Point annotation dataset records
-------------------------
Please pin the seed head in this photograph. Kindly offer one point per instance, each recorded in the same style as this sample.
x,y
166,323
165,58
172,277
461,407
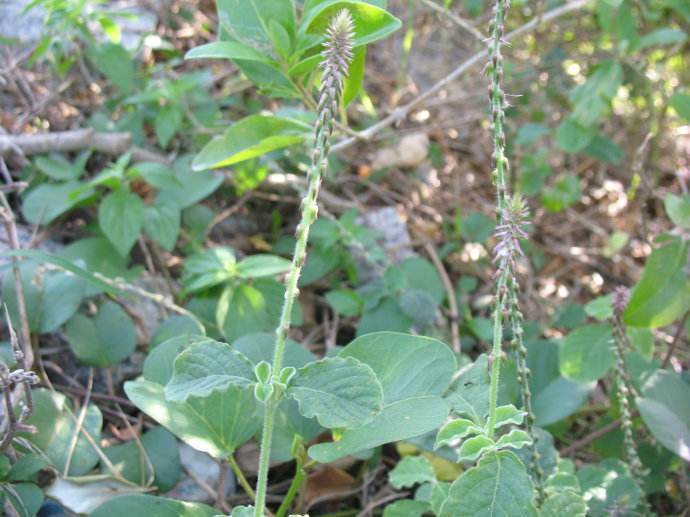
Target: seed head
x,y
338,48
621,297
509,232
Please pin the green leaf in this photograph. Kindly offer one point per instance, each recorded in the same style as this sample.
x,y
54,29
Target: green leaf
x,y
209,268
159,448
207,366
227,50
95,254
156,174
474,447
51,297
339,392
386,316
681,103
406,508
190,186
498,486
401,420
56,429
508,414
516,439
664,408
414,372
58,167
469,393
604,149
586,354
63,264
262,265
678,209
248,21
410,471
406,365
259,347
564,502
121,218
371,23
143,504
217,424
662,36
455,430
558,400
355,77
243,511
252,136
281,40
251,309
102,341
661,295
48,201
642,339
345,301
167,122
162,223
26,466
115,63
529,133
25,498
609,485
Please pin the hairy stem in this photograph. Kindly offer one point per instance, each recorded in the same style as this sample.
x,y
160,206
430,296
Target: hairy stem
x,y
524,375
300,476
241,479
337,57
497,102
-------------------------
SHORT EXERCISE -> Quote the records in their entirety, keeping the wording exact and excluding pictures.

WRITTEN RESPONSE ->
Please pin the seed head in this photograph. Kindly offer one point per instance, each recorded in the same style as this sample.
x,y
166,323
165,58
172,277
461,407
Target: seed head
x,y
338,48
621,297
509,232
Please pin the green leaf in this photograph. Kindly offer one point per instance, each recorded in the same style as this sample.
x,y
54,29
Target: green leaf
x,y
209,268
159,448
207,366
227,50
95,254
156,174
474,447
51,297
339,392
386,316
681,103
406,508
190,186
498,486
401,420
56,429
508,414
516,439
664,408
414,372
58,167
469,393
604,149
586,354
63,264
262,265
678,209
248,21
410,471
406,365
259,347
564,502
121,218
371,23
143,504
217,424
662,36
455,430
558,400
355,77
243,511
252,136
281,40
251,309
102,341
661,295
48,201
642,339
345,301
167,122
162,223
26,466
115,63
529,133
25,498
609,485
Please pin the hairy stem in this photograph. Kindly offer one point per instance, each recorded in the same style as this sample.
x,y
160,206
430,296
Target: hairy stem
x,y
524,375
300,476
241,479
337,57
497,102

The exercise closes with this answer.